→ READING TEXT:
— Begin —

Tom Still, president of the Wisconsin Technology Council, succinctly lays out the importance of startups and entrepreneurs in a recent column: “Small businesses create most jobs in the United States, so it follows that more startup companies translate to more jobs. State strategies that promote entrepreneurism can help.”
Still cited recent data on new net business formations in Wisconsin and how the state has ranked in the US, numbers that were supplied by EMSI. In this data spotlight, we’ll use the same year-over-year business establishment data for each state (plus Washington, D.C.) from the Bureau of Labor Statistics’ Quarterly Census of Employment and Wages to pinpoint some noteworthy trends.
As Still points out, Wisconsin has been all over the map in how it has ranked in new business establishment formation, coming in seventh in the US in 2001 and dropping to 50th in 2006. Its volatile output of new establishments mirrors the performance of many states.
Washington State ranked No. 1 in 2010 with the formation of more than 8,300 new business establishments. It was third in the US in 2009 and 11th in 2008. Massachusetts, Texas, New York, and Illinois joined Washington as the largest net establishment creators. (Just to clarify, an establishment is a single physical location of some type of economic activity — in other words, a business. A single company may have multiple establishments.)

— End —

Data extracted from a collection
— Begin —

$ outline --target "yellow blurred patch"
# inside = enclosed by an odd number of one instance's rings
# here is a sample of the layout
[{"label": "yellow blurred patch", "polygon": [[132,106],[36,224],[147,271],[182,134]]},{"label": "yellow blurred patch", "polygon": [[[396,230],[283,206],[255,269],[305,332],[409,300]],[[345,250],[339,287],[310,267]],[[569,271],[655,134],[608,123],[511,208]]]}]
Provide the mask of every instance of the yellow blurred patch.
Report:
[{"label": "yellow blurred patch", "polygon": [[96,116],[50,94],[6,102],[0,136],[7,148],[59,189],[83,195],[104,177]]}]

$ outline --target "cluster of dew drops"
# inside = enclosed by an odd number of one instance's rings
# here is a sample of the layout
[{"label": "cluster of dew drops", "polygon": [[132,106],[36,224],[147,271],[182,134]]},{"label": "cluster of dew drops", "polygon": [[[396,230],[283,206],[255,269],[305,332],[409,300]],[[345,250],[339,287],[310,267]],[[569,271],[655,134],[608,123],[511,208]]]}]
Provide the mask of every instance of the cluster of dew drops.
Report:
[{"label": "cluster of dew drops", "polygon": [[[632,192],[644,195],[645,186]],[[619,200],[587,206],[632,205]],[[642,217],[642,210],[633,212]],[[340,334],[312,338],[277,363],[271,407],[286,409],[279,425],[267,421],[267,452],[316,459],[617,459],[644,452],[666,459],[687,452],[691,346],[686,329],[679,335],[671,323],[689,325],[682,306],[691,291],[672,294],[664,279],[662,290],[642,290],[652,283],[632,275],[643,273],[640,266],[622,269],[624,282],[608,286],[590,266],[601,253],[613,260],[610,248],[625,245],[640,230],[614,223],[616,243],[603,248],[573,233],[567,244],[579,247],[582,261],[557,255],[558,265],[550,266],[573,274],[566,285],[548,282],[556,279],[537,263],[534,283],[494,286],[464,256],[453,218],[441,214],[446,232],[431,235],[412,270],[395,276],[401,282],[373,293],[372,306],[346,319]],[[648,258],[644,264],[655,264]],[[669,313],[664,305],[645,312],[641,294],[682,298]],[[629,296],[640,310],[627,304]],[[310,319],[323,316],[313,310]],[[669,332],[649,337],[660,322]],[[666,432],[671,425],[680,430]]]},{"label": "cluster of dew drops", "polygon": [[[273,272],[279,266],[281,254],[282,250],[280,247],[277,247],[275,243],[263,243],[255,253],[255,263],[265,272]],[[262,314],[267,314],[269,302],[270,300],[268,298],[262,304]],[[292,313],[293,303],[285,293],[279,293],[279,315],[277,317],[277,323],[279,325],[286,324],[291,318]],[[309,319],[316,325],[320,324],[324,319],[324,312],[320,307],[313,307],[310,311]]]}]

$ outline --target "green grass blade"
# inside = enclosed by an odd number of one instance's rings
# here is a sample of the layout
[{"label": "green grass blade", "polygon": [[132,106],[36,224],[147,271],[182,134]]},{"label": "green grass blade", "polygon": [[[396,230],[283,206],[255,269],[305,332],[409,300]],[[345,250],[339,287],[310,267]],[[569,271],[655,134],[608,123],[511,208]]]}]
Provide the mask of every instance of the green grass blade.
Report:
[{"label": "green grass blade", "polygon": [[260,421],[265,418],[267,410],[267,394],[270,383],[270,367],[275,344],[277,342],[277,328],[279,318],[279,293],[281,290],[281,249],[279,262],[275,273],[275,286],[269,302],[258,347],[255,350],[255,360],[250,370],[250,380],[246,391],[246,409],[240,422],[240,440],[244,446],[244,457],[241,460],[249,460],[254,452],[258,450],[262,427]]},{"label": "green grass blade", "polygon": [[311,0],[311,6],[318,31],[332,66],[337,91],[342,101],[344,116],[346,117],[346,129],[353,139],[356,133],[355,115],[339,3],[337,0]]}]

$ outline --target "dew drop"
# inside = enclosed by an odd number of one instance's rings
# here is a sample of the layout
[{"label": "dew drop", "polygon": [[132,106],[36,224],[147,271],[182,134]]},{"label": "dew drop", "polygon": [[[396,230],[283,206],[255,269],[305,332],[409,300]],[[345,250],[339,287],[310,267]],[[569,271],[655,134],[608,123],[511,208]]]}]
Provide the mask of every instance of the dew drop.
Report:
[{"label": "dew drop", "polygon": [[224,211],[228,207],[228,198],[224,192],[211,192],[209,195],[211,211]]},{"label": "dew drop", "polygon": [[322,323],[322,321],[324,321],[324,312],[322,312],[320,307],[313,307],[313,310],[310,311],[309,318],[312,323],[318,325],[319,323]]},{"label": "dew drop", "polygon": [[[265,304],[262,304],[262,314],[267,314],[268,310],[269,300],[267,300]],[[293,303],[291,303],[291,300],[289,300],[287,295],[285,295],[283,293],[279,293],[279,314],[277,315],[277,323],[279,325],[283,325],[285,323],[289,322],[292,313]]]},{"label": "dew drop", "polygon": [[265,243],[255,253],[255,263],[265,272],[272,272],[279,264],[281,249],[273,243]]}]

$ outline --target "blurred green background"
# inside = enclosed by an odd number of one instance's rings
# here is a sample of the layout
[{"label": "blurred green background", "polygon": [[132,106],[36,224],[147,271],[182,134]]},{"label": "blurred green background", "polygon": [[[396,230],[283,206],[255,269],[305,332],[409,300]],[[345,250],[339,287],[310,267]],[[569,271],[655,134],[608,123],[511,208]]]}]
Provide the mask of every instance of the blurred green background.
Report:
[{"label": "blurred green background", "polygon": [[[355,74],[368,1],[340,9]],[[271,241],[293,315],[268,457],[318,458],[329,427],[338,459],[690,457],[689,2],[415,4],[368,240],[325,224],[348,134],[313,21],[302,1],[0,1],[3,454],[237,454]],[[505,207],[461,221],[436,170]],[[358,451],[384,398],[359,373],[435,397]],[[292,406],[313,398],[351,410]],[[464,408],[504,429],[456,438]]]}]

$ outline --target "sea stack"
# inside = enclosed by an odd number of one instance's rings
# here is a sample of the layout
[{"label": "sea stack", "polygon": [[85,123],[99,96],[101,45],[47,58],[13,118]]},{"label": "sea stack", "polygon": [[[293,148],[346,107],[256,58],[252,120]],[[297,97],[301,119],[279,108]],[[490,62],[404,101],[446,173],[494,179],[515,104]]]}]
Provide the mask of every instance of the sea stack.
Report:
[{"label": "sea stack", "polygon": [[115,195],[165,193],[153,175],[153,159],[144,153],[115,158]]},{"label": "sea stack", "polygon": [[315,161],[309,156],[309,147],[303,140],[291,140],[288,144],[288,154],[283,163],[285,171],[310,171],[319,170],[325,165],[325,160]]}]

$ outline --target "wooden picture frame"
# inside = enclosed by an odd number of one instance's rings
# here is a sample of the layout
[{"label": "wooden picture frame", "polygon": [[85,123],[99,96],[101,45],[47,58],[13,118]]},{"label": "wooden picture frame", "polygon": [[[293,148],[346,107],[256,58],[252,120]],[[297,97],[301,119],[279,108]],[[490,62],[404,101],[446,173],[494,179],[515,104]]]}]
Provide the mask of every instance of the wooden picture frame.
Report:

— End —

→ STATED EXERCISE A:
Answer these questions about the article on new business formation in the states:
(i) What position does Tom Still hold?
(ii) Where did Wisconsin rank in new business establishment formation in 2006?
(iii) How many new business establishments did Washington State form in 2010?
→ STATED EXERCISE B: Reproduce the article on new business formation in the states word for word, from "Still cited recent" up to and including "some noteworthy trends.".
→ STATED EXERCISE C: Write the next part of the article on new business formation in the states, starting after its final sentence.

→ EXPECTED OUTPUT A:
(i) He is president of the Wisconsin Technology Council.
(ii) It ranked 50th.
(iii) It formed more than 8,300.

→ EXPECTED OUTPUT B:
Still cited recent data on new net business formations in Wisconsin and how the state has ranked in the US, numbers that were supplied by EMSI. In this data spotlight, we’ll use the same year-over-year business establishment data for each state (plus Washington, D.C.) from the Bureau of Labor Statistics’ Quarterly Census of Employment and Wages to pinpoint some noteworthy trends.

→ EXPECTED OUTPUT C:
From 2009 to 2010, 29 states had net business establishment decline. Michigan had the largest drop, while California, Colorado, and Ohio, and Georgia were also in the bottom five.
California’s economic woes and instability have been well-documented, and this data makes another case for how bad things have gotten there. California had the most net new business establishments in 2009 (more than 12,500) and 2008 (32,000-plus); in fact, it ranked either first or second from 2001 to 2009. But the Golden State sank all the way to 50th in 2010 with more than 4,600 fewer new establishments than the previous year.
For each state’s performance since 2008 and where they ranked in 2010, see the following table. We’ve also included a per capita measurement for each state based on total business establishments in 2010. Washington, D.C. ranks No. 1 with more than two times as many business establishments, per capita, than the national average (1.00).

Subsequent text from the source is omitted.